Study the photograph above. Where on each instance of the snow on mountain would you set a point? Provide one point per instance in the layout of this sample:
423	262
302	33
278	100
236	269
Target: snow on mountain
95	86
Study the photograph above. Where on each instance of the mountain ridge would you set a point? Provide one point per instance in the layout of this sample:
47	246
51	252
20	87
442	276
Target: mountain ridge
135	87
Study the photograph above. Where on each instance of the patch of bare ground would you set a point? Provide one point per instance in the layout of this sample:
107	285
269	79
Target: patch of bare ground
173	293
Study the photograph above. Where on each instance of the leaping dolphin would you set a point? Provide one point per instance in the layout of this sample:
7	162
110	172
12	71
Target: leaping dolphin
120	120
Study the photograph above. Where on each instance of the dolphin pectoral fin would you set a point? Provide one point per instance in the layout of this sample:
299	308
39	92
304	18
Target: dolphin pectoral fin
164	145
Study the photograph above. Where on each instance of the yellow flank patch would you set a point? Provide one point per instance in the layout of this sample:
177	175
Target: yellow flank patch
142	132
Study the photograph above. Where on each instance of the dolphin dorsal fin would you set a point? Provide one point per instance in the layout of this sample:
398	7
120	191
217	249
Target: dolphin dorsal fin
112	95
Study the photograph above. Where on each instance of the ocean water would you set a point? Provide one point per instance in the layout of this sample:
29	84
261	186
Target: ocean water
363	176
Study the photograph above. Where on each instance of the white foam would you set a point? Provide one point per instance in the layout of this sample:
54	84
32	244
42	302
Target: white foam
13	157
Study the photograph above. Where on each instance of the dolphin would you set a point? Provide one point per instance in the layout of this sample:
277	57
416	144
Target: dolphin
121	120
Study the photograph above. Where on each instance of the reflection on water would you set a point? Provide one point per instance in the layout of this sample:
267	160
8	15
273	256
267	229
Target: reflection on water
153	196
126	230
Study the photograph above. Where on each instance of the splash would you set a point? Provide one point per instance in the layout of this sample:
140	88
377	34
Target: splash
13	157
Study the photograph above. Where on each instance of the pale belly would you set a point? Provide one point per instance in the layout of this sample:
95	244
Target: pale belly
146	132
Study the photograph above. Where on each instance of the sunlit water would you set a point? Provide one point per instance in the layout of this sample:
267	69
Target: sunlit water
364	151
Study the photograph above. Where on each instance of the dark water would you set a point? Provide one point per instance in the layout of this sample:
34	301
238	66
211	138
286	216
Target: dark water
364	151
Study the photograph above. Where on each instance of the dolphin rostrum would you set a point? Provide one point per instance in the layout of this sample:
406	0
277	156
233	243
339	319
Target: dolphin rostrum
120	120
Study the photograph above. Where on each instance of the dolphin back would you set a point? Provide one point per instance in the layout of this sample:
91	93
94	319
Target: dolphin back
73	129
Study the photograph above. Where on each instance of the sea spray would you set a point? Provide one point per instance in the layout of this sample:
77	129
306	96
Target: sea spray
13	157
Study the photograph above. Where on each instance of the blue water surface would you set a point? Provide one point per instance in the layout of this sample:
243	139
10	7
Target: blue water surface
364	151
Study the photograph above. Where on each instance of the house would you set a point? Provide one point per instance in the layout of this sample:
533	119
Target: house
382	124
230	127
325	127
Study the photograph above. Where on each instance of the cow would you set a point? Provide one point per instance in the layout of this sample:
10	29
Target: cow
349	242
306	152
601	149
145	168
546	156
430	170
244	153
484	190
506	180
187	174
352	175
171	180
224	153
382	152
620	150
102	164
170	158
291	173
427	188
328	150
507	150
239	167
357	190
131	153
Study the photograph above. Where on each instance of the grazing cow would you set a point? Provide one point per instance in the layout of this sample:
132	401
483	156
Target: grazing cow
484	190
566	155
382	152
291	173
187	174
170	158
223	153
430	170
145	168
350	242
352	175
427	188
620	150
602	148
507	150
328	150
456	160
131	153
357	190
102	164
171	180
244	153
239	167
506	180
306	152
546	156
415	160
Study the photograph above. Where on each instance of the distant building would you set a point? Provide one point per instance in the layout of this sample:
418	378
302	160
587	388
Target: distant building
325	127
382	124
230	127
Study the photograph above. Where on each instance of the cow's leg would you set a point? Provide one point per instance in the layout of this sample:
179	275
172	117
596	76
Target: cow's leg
──────────────────────────────
What do the records say? Quote them all exactly.

Study the photograph above. Where on each instance of the snow on mountain would you set a point? Provide one point per instance in the layout of this sample:
423	262
302	33
278	100
236	269
Target: snow on mountain
95	86
Study the photograph above. Where on each instance of the mountain ridge would you set a point? Provide one point per instance in the layout of this sample:
47	246
51	252
20	87
442	276
Target: mountain ridge
135	87
Study the photograph above. Where on each instance of the patch of bare ground would you set a point? Provide one point per instance in the layout of this sample:
107	285
269	79
Target: patch of bare ground
173	293
Study the photograph above. Where on each instance of the leaping dolphin would you set a point? Provide one point per instance in the layout of this sample:
7	162
110	172
12	71
Target: leaping dolphin
120	120
Study the photograph above. Where on each instance of the dolphin pectoral fin would you set a point? Provide one point per instance in the layout of this sample:
299	308
39	92
304	18
Target: dolphin pectoral fin
164	145
Study the photograph above. Where on each instance of the yellow flank patch would you set a point? Provide one point per instance in the layout of this sample:
177	175
Target: yellow flank patch
142	132
Study the photograph above. Where on each instance of the dolphin dorsal fin would you set a point? Provide one point per instance in the layout of this sample:
398	7
120	191
217	249
Target: dolphin dorsal fin
112	95
Study the photograph above. Where on each instance of the ocean water would you set a point? Provide one point per instance in the layout of this sample:
29	84
261	186
Target: ocean water
363	176
Study the photograph above. Where on each instance of the white foam would you set a point? Provide one point per instance in the layout of this sample:
54	84
32	244
42	302
Target: white foam
13	157
Study the photograph above. Where on each instance of the dolphin would you set a point? Provide one point per instance in the layout of this sample:
277	57
416	144
Target: dolphin
121	120
Study the photograph above. Where on each instance of the reflection on water would you set a point? Provide one point per instance in the layout of this sample:
267	160
8	15
273	256
267	229
Target: reflection on water
153	196
126	230
Study the photograph above. Where on each instance of the splash would you set a point? Provide one point per instance in the layout of this sample:
140	88
377	34
Target: splash
13	157
Study the photograph above. Where on each instance of the pale belly would you set a point? Provide one point per instance in the layout of this sample:
95	244
Target: pale belly
146	132
Study the photograph above. Where on each instance of the sunlit water would you set a point? Provide one point per instance in the layout of this sample:
267	69
Target: sunlit water
364	151
Study the photograph above. Where on each instance of the dark water would you set a point? Provide one point per instance in the layout of this sample:
34	301
238	66
211	138
286	216
Target: dark water
364	151
Study the photograph above. Where on each instance of the dolphin rostrum would you set a point? Provide one point per instance in the layout of this sample:
406	0
277	156
233	243
339	319
Target: dolphin rostrum
120	120
Study the photograph above. Where on each instance of the dolphin back would you set a point? Provide one point per instance in the layout of this sample:
91	93
94	319
Target: dolphin back
73	129
Study the photograph above. Where on each instance of the sea spray would you set a point? Provide one point per instance in the layout of this sample:
77	129
306	96
Target: sea spray
13	157
Study the photograph above. Where on each instance of the blue water surface would you set a point? Provide one point per instance in the layout of this sample:
243	139
10	7
Target: blue water surface
364	151
Study the photograph above. Where on each instance of the house would you set a point? Provide one point per instance in the layout of this sample:
533	119
Target: house
382	124
230	127
325	127
Study the photograph above. Where on each instance of the cow would you set a point? Provide one point per instance in the layout of this sample:
10	29
Target: cow
349	242
306	152
601	149
145	168
546	156
430	170
244	153
484	190
506	180
187	174
352	175
171	180
224	153
382	152
620	150
102	164
170	158
291	173
427	188
328	150
507	150
239	167
357	190
131	153
Study the photograph above. Where on each instance of the grazing cow would you set a point? Provide one point per instance in the layout of this sample:
132	401
483	156
Target: grazing cow
484	190
566	155
382	152
291	173
187	174
170	158
223	153
430	170
145	168
350	242
352	175
427	188
620	150
602	148
507	150
328	150
456	160
131	153
357	190
102	164
171	180
244	153
239	167
506	180
306	152
546	156
415	160
Study the photograph above. Where on each instance of the distant building would you set a point? Provide one point per instance in the layout of this sample:
418	378
302	160
587	388
Target: distant building
325	127
382	124
230	127
Study the photograph above. Where on each instance of the cow's leg would you set a point? Provide one point per instance in the layout of this sample:
179	275
172	117
596	76
Target: cow's leg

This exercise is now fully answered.